**PROBLEM DETAILS**
Could the whole of the data below be written out verbatim?

**DATA SHOWN**

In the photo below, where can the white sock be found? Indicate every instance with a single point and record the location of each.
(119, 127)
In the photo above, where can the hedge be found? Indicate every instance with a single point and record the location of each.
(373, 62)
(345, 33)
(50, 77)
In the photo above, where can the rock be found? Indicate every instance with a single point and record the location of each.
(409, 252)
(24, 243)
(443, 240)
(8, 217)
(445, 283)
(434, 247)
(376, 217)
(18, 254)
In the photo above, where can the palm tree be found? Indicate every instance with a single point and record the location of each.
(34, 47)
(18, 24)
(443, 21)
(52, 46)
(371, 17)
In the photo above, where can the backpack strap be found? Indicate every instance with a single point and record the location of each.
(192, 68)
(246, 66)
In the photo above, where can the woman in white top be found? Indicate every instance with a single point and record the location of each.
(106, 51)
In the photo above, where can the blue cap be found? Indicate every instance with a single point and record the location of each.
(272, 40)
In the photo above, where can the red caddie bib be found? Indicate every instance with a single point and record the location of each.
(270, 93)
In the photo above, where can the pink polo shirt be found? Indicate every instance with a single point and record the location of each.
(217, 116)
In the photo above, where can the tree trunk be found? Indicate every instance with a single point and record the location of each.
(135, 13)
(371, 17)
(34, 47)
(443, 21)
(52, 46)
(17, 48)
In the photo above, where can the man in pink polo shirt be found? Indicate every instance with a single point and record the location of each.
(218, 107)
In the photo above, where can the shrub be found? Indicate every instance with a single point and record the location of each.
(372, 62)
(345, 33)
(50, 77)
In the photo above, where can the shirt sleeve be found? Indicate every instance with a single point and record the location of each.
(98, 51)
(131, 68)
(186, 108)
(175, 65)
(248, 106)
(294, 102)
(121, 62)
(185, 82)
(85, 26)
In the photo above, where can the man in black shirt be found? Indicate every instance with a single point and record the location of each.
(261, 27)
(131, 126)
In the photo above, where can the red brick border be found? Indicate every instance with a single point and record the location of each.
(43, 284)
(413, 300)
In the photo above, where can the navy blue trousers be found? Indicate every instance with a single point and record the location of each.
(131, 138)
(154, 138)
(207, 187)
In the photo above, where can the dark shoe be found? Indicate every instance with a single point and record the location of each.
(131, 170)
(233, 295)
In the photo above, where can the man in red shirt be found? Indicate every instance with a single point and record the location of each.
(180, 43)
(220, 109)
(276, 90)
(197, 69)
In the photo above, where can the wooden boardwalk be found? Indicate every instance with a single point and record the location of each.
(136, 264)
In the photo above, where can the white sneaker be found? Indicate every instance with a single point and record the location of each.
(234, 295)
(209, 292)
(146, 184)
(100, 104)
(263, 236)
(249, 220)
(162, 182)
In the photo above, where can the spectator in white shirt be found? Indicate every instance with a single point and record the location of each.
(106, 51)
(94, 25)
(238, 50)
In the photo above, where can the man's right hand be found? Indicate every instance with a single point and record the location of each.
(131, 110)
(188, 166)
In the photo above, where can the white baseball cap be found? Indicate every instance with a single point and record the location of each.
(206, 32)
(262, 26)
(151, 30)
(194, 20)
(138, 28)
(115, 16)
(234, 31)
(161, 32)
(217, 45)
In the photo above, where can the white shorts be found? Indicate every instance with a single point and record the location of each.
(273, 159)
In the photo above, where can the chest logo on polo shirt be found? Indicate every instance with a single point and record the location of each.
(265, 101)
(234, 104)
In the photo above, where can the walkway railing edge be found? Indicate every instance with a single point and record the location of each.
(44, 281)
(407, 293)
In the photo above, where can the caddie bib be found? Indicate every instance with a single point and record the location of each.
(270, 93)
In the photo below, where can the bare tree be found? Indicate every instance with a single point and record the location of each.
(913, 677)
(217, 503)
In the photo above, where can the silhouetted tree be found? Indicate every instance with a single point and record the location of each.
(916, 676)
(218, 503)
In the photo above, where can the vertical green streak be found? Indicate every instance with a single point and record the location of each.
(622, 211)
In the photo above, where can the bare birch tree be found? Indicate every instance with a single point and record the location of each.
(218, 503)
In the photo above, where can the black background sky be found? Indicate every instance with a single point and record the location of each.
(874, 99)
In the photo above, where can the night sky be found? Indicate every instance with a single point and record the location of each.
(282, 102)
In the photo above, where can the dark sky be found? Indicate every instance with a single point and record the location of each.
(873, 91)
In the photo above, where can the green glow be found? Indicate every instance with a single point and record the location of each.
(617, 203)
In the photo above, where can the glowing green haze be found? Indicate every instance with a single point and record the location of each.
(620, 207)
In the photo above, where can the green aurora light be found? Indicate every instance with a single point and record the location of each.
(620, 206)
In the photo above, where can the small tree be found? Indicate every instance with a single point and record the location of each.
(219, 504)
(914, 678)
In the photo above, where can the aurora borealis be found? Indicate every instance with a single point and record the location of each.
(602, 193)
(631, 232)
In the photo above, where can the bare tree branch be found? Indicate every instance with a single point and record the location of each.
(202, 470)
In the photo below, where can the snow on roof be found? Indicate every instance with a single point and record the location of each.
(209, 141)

**FINAL ANSWER**
In the photo below, where can the white sock be found? Indicate every instance with a single point and record the location of each.
(119, 127)
In the photo above, where can the hedge be found? Indicate every instance with a single point and record the location of each.
(373, 62)
(345, 33)
(50, 77)
In the photo above, where can the rock be found? Indicate every instance with a single point and record the location of each.
(409, 252)
(24, 243)
(443, 240)
(8, 217)
(445, 283)
(434, 247)
(376, 217)
(18, 254)
In the photo above, where can the palm tree be found? Indicate every instance with a single point and record the location of each.
(34, 47)
(18, 24)
(443, 21)
(52, 46)
(371, 17)
In the photo above, where can the backpack strap be found? Indicate every instance with a single point and record the location of each.
(192, 68)
(246, 66)
In the photo above, where can the woman in white top be found? Indicate every instance with a single point and record the location of each.
(106, 51)
In the photo above, where can the blue cap be found? Indicate every instance with a single point and record the location of each.
(272, 40)
In the photo above, where can the red caddie bib be found? Indicate every instance with a single point and record the location of each.
(270, 93)
In the photo above, where can the pink polo shirt be found? Indicate every instance with a single point and record the location of each.
(217, 116)
In the photo above, where can the tree trunk be found? Indicate every instance with a single point and record the location of each.
(135, 13)
(371, 17)
(34, 47)
(443, 21)
(52, 46)
(17, 48)
In the photo above, where can the man in pink polo shirt be found? Indicate every instance with a single point and record the location of each.
(218, 107)
In the photo above, where can the shrub be found? Indicate every instance with a single point and record the location of each.
(372, 62)
(345, 33)
(50, 77)
In the photo above, where can the shirt sleeve be found? Indicate every instance with a single point and record the location of each.
(98, 51)
(131, 68)
(186, 108)
(175, 65)
(248, 106)
(294, 102)
(121, 62)
(185, 82)
(85, 26)
In the photo above, where can the man in black shirt be found? Indicate every instance with a single point and record the location of each.
(261, 27)
(131, 126)
In the photo above, where can the red brick border be found? Indicate every instance with a single point and record the location of each.
(43, 284)
(413, 300)
In the photo above, where can the navy blue trousers be found? Indicate every instance with a single point and record the location of each.
(131, 138)
(154, 138)
(207, 187)
In the photo above, where can the dark shoe be found? Indicate every instance with a single point and record the location of each.
(131, 170)
(233, 295)
In the photo above, where can the man in red shirt be found? Indicate every instance with a single point and record the location of each.
(180, 43)
(220, 109)
(276, 90)
(197, 69)
In the photo above, where can the wooden boardwalk be found? Indicate every instance with a single point and record the location of each.
(136, 264)
In the photo above, where can the white sneaker be found? Indicate every instance with a single point and record the location of each.
(234, 295)
(209, 292)
(146, 184)
(100, 104)
(263, 236)
(249, 220)
(162, 182)
In the photo above, where can the spectator in white shirt be found? Indicate every instance with a single point and record the location of each.
(106, 51)
(94, 25)
(238, 50)
In the photo above, where can the man's right hand be found? Indicate every instance with a single point and record the location of each.
(131, 110)
(188, 166)
In the photo above, where can the white baseball cap be found? Indicate every instance with a single point and record the location of each.
(206, 32)
(262, 26)
(151, 30)
(194, 20)
(138, 28)
(115, 16)
(234, 31)
(161, 32)
(217, 45)
In the photo above, where can the white shorts be found? Indicate every instance with a single point and record the location of each.
(273, 159)
In the photo above, where can the chest logo on polo shirt be found? Indicate every instance with a single point and record the location of each.
(265, 101)
(234, 104)
In the photo above, where can the walkway railing edge be found? Indicate every instance with a single point and record the location of each.
(44, 281)
(407, 293)
In the photo above, where can the caddie bib be found? Indicate every instance with a single point and record the location of each.
(270, 93)
In the photo below, where can the bare tree be found? Indicate every instance with a single point and record the location of each.
(913, 677)
(217, 503)
In the photo above, where can the silhouetted tree be found? Indicate every instance with a single point and record the location of each.
(916, 676)
(218, 503)
In the photo above, where can the vertical green streak be found? Indicate every instance with a single point and record the location of each.
(622, 211)
In the photo above, where can the bare birch tree be found? Indicate every instance with a single point and record the location of each.
(218, 503)
In the photo above, where can the black background sky be found? Indicate every instance with a single point and record the location of each.
(874, 99)
In the photo above, where can the night sky be found? Indicate every instance with a single point and record the location of each.
(282, 102)
In the photo above, where can the dark sky be found? Indicate every instance with a single point and record the location of each.
(873, 91)
In the photo above, where can the green glow be found? Indicate every instance with a single point and record the location of each.
(617, 203)
In the photo above, where can the glowing green haze be found? Indicate every instance with a single point and record the location of each.
(620, 207)
In the photo above, where can the green aurora light be found? Indicate every instance with a single point and record the location of each.
(620, 206)
In the photo above, where can the small tree be found? Indicate every instance with a single point and record the location of each.
(219, 504)
(914, 678)
In the photo above, where can the aurora borealis be found? Indicate every instance with a single point and record the location of each.
(602, 193)
(631, 232)
In the photo above, where can the bare tree branch be found? Indicate every instance with a single point and record the location of each.
(202, 470)
In the photo below, where can the snow on roof be found? Indicate every instance with a single point and record the location of each.
(209, 141)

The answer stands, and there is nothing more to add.